::: Belge :::

Farklı etnik kimlikler ve resmi dilin haricindeki dillere alan açan hudut taşları itina ile olması gerektiği yerlere yerleştirildi. Erdoğan’ın Rabia formülünü açıklarken kurduğu, “Bizim başka vatanımız, gidecek yerimiz yok. Bizim vatanımız Türkiye’dir” cümlesi örneğinde olduğu gibi tek vatanın dışlayan değil aksine içeren bir aidiyet olduğunun altı çizildi.

Erdoğan ve AK Parti’nin “itham edildiği” milliyetçiliği hakim milliyetçilikten ayıran bir diğer unsur ise hamasetten ziyade somut göstergeler üzerine inşa edilmiş olması. Şoven bir milliyetçilik yorumu değil kapsayıcı bir bütün olarak Türkiye’ye ve Türk milletine yapılan somut ve pozitif katkılar bu milliyetçiliğin yapı taşlarını oluşturdu. Sözgelimi Türk lirasının değer kazanması veya “vatan”ın her köşesine yapılan yatırımlar milliyetçiliğin göstergesi olarak ifade edildi. Bu kurgu rahatsız etmek ve dışlamak bir yana dursun, Kürt seçmeni özellikle ikna etmek ve içermek amacını taşıyordu. Diğer tüm toplumsal, etnik ve kültürel kesimler kadar Kürt seçmenin de gündelik hayatına temas eden gelişmeler üzerinden özellikle Kürt seçmen bir muhasebe yapmaya davet edildi. Bölgeye yatırım yapmaya çalışan hükümetin mi yoksa bu yatırımları engelleyen PKK’nın mı Kürtlerin iyiliğini istediği sorusu sorularak, Kürt seçmen siyasi kararını vermeye, somut ve pozitif bir ajanda üzerinden oluşturulan “tek vatan, tek devlet, tek bayrak ve tek millet”in içerisinde yer almaya davet edildi.

Tekrar Oyuna Giren Devlet

Efsanenin çöküp ezberin bozulduğu bir diğer alan ise gündelik gelişmelerin ve siyasetin daha derininde yer alıyor. Çözüm Süreci’nin PKK-HDP tarafından bitirilmesiyle başlayan yeni süreçte devletin bölgede tekrar hesaba dahil edilmesi gereken bir aktör olduğu gözüktü. Devlet 90’ların terörle mücadelesinde ceberut bir aktör olarak denklemin içerisindeydi. Devlet, hamleleri takip edilen ancak rakip hatta düşman olarak konumlandırılan bir aktördü.

::: Veri Kesitleri :::

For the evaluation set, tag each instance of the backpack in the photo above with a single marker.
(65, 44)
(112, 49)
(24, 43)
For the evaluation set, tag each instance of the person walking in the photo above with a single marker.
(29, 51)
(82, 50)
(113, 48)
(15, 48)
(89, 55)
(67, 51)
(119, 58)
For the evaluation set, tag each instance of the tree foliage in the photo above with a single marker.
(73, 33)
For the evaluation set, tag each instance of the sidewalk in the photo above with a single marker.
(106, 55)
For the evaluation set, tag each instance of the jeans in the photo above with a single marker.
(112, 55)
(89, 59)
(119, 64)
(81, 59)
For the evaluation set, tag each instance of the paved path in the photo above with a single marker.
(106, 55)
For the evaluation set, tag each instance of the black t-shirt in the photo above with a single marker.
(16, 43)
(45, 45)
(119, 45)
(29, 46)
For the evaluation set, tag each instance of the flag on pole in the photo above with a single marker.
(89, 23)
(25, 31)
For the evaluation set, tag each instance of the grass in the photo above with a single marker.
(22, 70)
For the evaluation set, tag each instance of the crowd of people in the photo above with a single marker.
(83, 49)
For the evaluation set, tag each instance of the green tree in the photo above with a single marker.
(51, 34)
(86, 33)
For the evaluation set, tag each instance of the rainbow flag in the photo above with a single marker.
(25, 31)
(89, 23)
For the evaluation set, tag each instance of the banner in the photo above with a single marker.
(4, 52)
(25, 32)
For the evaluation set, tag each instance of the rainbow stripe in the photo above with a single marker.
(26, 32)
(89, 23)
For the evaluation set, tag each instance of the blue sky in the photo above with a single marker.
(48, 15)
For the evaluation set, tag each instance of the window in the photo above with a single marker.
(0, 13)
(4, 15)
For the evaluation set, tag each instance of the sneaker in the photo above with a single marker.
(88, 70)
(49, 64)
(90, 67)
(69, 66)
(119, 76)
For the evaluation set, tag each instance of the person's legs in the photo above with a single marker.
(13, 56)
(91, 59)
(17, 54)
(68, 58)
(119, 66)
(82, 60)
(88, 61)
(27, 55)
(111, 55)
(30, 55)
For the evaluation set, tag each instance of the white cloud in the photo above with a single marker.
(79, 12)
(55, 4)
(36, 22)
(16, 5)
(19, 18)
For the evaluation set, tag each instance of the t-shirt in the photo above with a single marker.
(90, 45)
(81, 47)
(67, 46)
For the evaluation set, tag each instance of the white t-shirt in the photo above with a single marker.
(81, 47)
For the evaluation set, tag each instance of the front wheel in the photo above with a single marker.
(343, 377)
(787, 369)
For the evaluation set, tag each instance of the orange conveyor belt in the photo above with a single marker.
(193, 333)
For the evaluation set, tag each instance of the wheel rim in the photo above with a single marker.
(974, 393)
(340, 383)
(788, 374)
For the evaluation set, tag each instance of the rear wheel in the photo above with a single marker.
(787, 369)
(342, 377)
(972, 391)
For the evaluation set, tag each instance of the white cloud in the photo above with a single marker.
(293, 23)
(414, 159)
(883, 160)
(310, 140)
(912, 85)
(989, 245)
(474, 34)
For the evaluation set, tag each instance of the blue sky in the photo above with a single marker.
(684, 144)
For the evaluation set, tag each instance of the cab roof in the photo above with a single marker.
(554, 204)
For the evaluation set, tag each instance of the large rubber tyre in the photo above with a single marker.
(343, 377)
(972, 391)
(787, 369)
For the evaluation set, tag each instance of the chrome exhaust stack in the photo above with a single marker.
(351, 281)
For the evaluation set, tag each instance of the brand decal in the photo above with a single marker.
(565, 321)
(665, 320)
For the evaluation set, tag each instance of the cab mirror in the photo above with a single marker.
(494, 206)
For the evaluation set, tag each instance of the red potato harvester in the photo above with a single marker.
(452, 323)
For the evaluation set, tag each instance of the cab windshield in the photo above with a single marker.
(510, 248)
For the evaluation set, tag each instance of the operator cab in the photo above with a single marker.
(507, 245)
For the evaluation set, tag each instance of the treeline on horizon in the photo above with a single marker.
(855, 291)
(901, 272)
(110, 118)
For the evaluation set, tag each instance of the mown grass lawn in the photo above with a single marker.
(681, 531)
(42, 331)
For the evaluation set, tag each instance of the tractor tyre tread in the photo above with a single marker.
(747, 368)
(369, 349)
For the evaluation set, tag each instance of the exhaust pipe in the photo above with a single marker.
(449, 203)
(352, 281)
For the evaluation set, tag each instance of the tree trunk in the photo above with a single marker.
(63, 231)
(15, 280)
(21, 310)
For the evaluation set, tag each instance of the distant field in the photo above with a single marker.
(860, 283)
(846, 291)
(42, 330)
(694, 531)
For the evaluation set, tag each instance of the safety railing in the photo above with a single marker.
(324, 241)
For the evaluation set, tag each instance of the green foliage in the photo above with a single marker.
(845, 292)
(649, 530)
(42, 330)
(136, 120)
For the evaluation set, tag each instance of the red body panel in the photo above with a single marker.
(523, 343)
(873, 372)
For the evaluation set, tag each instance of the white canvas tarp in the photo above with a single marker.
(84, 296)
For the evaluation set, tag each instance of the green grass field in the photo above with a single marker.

:::

== Verilen Görev 1 ==
AK Parti milliyetçiliği üzerine olan belgede "Farklı etnik kimlikler" sözcüklerini içeren ifadeyle açılıp "olduğunun altı çizildi." ile kapanan bölümü aynen kopyalayın.
== Verilen Görev 2 ==
AK Parti milliyetçiliği üzerine olan belgeye göre Türk lirasının değer kazanması neyin göstergesi olarak ifade edildi?
== Verilen Görev 3 ==
AK Parti milliyetçiliği üzerine olan belgeyi son cümlesinden sonra devam ettirin.

== Alıştırma Sonucu 1 ==
Farklı etnik kimlikler ve resmi dilin haricindeki dillere alan açan hudut taşları itina ile olması gerektiği yerlere yerleştirildi. Erdoğan’ın Rabia formülünü açıklarken kurduğu, “Bizim başka vatanımız, gidecek yerimiz yok. Bizim vatanımız Türkiye’dir” cümlesi örneğinde olduğu gibi tek vatanın dışlayan değil aksine içeren bir aidiyet olduğunun altı çizildi.

== Alıştırma Sonucu 2 ==
Milliyetçiliğin göstergesi olarak ifade edildi.

== Alıştırma Sonucu 3 ==
Çözüm Süreci tecrübesinde devlet rakip ve/veya düşman pozisyonunu değiştirdi. Ancak bölgede başka bir şekilde var olma pratiğine sahip olmadığı için zaman içerisinde aktörlüğünü de yitirdi. Boşalan alan HDP-PKK tarafından dolduruldu ve HDP-PKK devletle ilişkilerin aracısı konumuna geldi. Çözüm Süreci’nin istenmeyen yan etkisi olarak ortaya çıkan bu tablo devleti Kürt vatandaşlar gözünde denkleme dahil edilmeyen bir aktör haline getirdi.

Ancak çözüm süreci sonrası terörle mücadelenin geldiği yeni noktada devlet tekrar aktör hatta yegane oyun kurucu haline geldi. Rakip/düşman pozisyonuna dönmeyen ve o olmadan herhangi bir neticeye ulaşılamayan bir aktör. Böylece Kürt seçmen için uzun süredir rafa kalkmış olan siyaset tekrar sahneye döndü. HDP-PKK’nın pozisyonundan başka bir pozisyonun getirileri ve götürüleri hesap edilir hale geldi. Siyasi katılım alternatifleri tekrar mümkün oldu. HDP-PKK cephesinden yapılan dur durak bilmeyen “hayır” çağrıları, referandumdan “evet” çıkarsa Kürtler için felaket olur tehditlerine rağmen Kürt seçmen PKK-HDP’den farklı alternatifi de değerlendirdi. Neticede “Kürtleri memnun etmek, siyasi süreçlere katmak, kopuşu önlemek için terörle mücadeleyi gevşetmek lazım” anlayışının geçerliliğini yitirmenin ötesinde -varsayılanın tam aksi yönde- sonuçlar doğurduğu ortaya çıktı. Tam da bu hedefleri gerçekleştirmek için terörle mücadelenin etkisi ve yoğunluğu artmalı, terörün boşalttığı alanda sivil siyaset varlık bulmalıdır.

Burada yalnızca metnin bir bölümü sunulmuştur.